WRITTEN INSTRUCTION:
Turn the part of the items below that opens with the line containing "white cloud, formatted" and runs to the final line into a JSON list of strings, one string per line, with blank lines left out.
········
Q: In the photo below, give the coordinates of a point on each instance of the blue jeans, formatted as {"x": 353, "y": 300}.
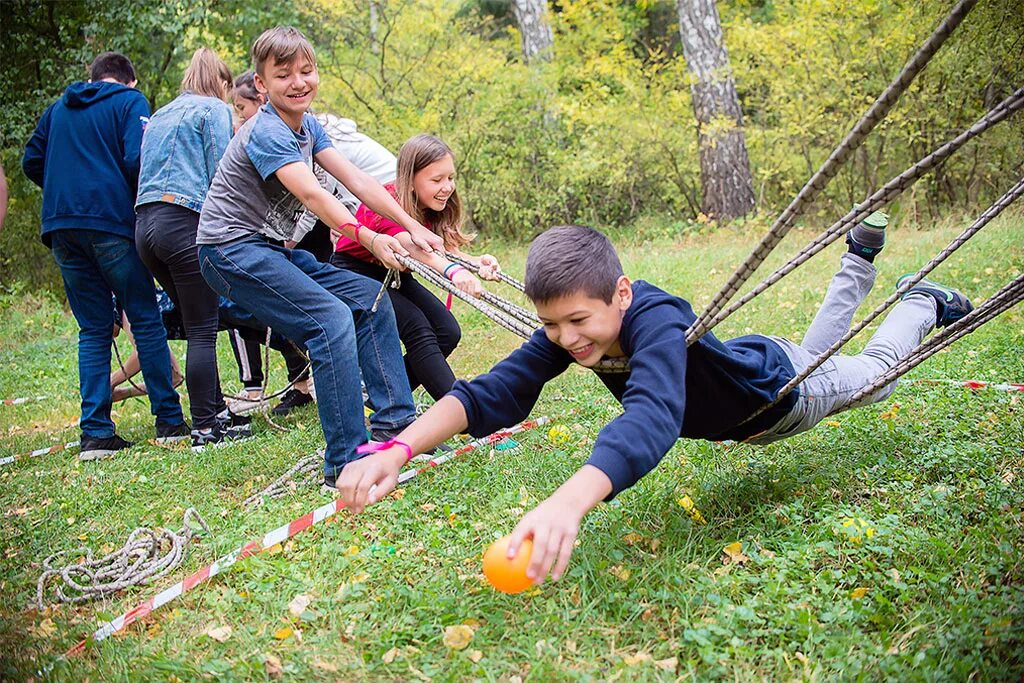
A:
{"x": 327, "y": 310}
{"x": 94, "y": 265}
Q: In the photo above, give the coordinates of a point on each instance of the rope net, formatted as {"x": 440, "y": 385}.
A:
{"x": 876, "y": 114}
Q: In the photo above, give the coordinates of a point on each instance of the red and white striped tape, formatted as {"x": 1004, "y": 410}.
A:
{"x": 975, "y": 384}
{"x": 39, "y": 452}
{"x": 271, "y": 539}
{"x": 23, "y": 399}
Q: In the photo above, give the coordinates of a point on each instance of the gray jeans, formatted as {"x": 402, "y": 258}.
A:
{"x": 828, "y": 388}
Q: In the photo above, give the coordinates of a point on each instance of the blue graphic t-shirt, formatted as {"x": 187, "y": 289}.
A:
{"x": 246, "y": 196}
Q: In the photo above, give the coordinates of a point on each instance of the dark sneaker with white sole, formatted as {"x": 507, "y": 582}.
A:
{"x": 950, "y": 304}
{"x": 868, "y": 237}
{"x": 235, "y": 426}
{"x": 95, "y": 449}
{"x": 167, "y": 433}
{"x": 292, "y": 399}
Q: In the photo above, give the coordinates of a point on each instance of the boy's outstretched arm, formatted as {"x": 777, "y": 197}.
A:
{"x": 554, "y": 524}
{"x": 365, "y": 481}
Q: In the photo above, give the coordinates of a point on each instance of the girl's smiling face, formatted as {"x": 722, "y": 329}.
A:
{"x": 434, "y": 183}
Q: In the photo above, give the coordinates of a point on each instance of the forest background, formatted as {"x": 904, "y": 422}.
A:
{"x": 602, "y": 133}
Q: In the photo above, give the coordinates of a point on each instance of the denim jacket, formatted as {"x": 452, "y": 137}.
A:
{"x": 181, "y": 147}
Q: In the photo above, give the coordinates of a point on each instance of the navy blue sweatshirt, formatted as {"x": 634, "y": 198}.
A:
{"x": 705, "y": 391}
{"x": 85, "y": 156}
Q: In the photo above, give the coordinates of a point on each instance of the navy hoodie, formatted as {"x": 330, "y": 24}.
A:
{"x": 85, "y": 155}
{"x": 671, "y": 391}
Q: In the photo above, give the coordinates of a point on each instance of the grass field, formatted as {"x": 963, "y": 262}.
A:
{"x": 933, "y": 591}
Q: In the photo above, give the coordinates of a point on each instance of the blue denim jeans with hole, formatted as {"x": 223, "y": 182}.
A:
{"x": 94, "y": 265}
{"x": 327, "y": 310}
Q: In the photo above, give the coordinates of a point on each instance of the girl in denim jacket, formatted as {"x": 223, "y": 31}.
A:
{"x": 180, "y": 151}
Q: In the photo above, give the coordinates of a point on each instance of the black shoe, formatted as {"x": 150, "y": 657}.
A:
{"x": 167, "y": 433}
{"x": 233, "y": 426}
{"x": 94, "y": 449}
{"x": 950, "y": 304}
{"x": 292, "y": 399}
{"x": 868, "y": 237}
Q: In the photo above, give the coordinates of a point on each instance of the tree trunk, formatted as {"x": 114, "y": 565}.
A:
{"x": 531, "y": 15}
{"x": 725, "y": 168}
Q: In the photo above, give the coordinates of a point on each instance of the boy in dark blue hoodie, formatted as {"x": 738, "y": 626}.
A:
{"x": 590, "y": 310}
{"x": 85, "y": 156}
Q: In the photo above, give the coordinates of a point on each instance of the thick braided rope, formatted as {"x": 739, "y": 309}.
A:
{"x": 1008, "y": 297}
{"x": 505, "y": 278}
{"x": 889, "y": 191}
{"x": 506, "y": 321}
{"x": 269, "y": 540}
{"x": 142, "y": 559}
{"x": 877, "y": 113}
{"x": 990, "y": 213}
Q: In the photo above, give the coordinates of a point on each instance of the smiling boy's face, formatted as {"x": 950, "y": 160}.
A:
{"x": 587, "y": 327}
{"x": 290, "y": 86}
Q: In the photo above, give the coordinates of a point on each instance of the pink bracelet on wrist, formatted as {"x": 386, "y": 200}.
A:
{"x": 374, "y": 446}
{"x": 355, "y": 228}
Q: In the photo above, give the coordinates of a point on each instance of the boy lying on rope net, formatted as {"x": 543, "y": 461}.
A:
{"x": 590, "y": 309}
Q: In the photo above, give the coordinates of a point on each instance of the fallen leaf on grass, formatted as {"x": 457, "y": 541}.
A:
{"x": 620, "y": 572}
{"x": 272, "y": 666}
{"x": 44, "y": 629}
{"x": 669, "y": 664}
{"x": 734, "y": 553}
{"x": 634, "y": 659}
{"x": 299, "y": 604}
{"x": 458, "y": 637}
{"x": 219, "y": 633}
{"x": 325, "y": 666}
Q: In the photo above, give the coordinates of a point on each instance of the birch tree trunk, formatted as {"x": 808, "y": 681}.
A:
{"x": 531, "y": 15}
{"x": 725, "y": 168}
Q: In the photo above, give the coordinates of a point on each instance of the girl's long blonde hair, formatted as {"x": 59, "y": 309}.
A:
{"x": 207, "y": 75}
{"x": 418, "y": 153}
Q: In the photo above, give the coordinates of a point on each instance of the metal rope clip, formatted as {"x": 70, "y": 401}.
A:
{"x": 389, "y": 279}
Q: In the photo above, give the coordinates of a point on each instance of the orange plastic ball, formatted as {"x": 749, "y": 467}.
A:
{"x": 505, "y": 574}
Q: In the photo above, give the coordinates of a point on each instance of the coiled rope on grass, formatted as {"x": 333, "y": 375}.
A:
{"x": 146, "y": 556}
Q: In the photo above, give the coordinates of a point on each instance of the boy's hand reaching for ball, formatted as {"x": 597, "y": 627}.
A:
{"x": 367, "y": 480}
{"x": 554, "y": 524}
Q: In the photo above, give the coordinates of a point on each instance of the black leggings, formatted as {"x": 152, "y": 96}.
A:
{"x": 426, "y": 328}
{"x": 165, "y": 237}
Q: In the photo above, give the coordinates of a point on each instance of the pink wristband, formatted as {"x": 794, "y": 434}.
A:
{"x": 374, "y": 446}
{"x": 355, "y": 228}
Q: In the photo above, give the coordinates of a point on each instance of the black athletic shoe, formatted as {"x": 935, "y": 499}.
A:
{"x": 94, "y": 449}
{"x": 291, "y": 400}
{"x": 235, "y": 426}
{"x": 167, "y": 433}
{"x": 868, "y": 237}
{"x": 950, "y": 305}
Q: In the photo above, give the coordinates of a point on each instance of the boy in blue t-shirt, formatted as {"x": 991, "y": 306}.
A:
{"x": 250, "y": 221}
{"x": 591, "y": 310}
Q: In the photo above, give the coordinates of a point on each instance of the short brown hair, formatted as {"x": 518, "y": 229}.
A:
{"x": 207, "y": 75}
{"x": 284, "y": 44}
{"x": 418, "y": 153}
{"x": 567, "y": 259}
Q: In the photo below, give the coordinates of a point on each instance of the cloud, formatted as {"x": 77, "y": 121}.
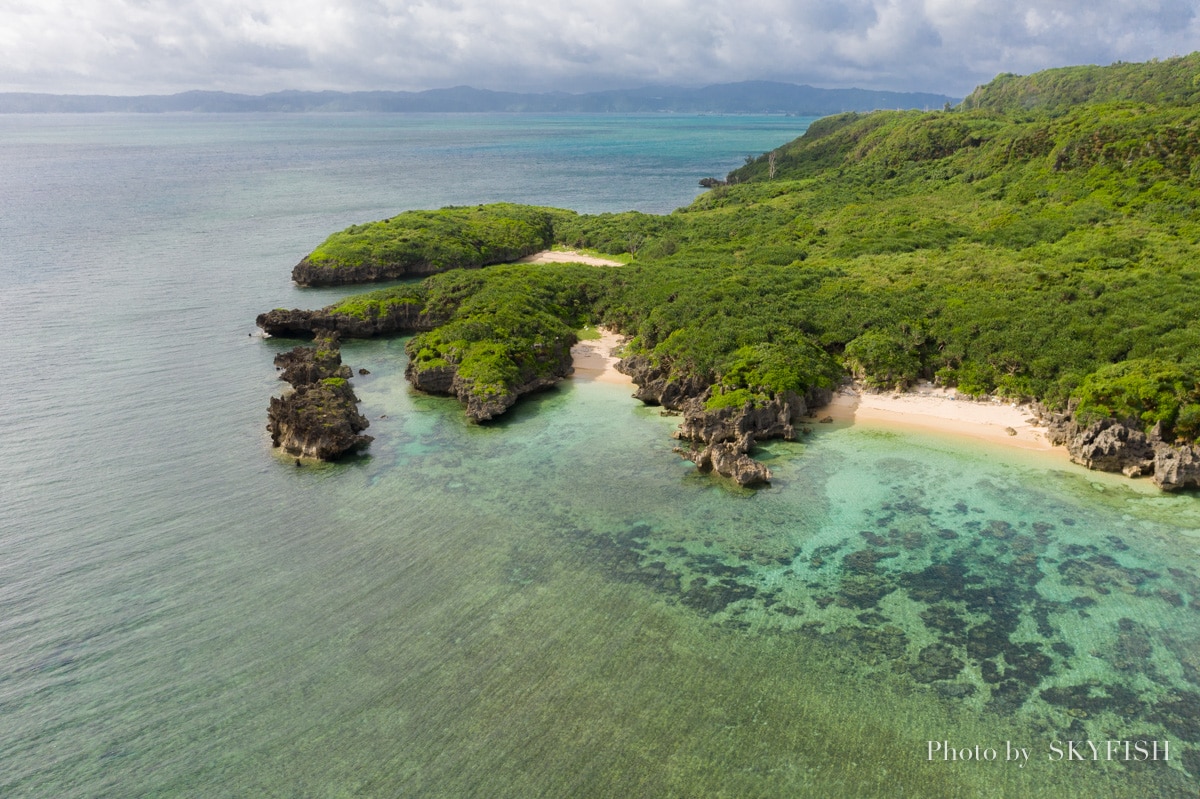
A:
{"x": 256, "y": 46}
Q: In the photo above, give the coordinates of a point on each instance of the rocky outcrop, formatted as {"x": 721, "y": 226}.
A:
{"x": 544, "y": 368}
{"x": 1109, "y": 445}
{"x": 401, "y": 318}
{"x": 319, "y": 418}
{"x": 721, "y": 439}
{"x": 658, "y": 386}
{"x": 1176, "y": 467}
{"x": 729, "y": 460}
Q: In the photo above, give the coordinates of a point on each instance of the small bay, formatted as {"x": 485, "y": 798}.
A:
{"x": 553, "y": 605}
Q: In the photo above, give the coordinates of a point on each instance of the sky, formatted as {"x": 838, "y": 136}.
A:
{"x": 130, "y": 47}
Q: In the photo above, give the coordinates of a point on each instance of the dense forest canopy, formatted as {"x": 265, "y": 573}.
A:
{"x": 1038, "y": 241}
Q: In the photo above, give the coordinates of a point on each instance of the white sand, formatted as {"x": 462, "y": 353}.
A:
{"x": 942, "y": 410}
{"x": 593, "y": 360}
{"x": 567, "y": 257}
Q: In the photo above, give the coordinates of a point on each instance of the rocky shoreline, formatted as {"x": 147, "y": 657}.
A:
{"x": 1109, "y": 445}
{"x": 319, "y": 418}
{"x": 720, "y": 440}
{"x": 396, "y": 319}
{"x": 543, "y": 371}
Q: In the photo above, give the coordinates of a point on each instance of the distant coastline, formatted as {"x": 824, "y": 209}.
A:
{"x": 745, "y": 97}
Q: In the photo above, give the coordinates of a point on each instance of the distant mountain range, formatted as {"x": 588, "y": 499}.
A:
{"x": 748, "y": 97}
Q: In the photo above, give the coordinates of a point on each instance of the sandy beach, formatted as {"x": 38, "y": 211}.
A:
{"x": 942, "y": 410}
{"x": 568, "y": 257}
{"x": 593, "y": 359}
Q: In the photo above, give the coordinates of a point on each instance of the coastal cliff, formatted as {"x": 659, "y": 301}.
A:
{"x": 319, "y": 418}
{"x": 419, "y": 244}
{"x": 485, "y": 396}
{"x": 720, "y": 439}
{"x": 1110, "y": 445}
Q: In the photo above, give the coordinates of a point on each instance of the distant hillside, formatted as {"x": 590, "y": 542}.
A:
{"x": 1173, "y": 82}
{"x": 748, "y": 97}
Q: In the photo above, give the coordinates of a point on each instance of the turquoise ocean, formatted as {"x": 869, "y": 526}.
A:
{"x": 550, "y": 606}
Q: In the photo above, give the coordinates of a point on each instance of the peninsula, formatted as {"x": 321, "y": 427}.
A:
{"x": 1039, "y": 242}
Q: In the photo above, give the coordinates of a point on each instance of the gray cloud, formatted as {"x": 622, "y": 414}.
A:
{"x": 255, "y": 46}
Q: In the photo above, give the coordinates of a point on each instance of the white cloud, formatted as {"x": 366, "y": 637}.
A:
{"x": 255, "y": 46}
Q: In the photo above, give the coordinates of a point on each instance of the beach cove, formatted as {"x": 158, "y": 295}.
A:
{"x": 550, "y": 605}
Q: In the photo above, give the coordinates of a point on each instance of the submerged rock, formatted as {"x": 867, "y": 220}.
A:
{"x": 729, "y": 460}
········
FULL OUTPUT:
[
  "Q: In the photo above, give the coordinates of a point on each instance of the white cloud, formatted as {\"x\": 366, \"y\": 637}.",
  "A:",
  "{\"x\": 255, \"y\": 46}",
  "Q: In the photo above, give the coordinates of a point on each instance of the beach cove, formatted as {\"x\": 158, \"y\": 295}.",
  "A:",
  "{\"x\": 550, \"y\": 605}",
  "Q: In the photo above, give the coordinates of a point on each instance of the submerged rock, formatted as {\"x\": 867, \"y\": 220}.",
  "A:",
  "{\"x\": 729, \"y\": 460}"
]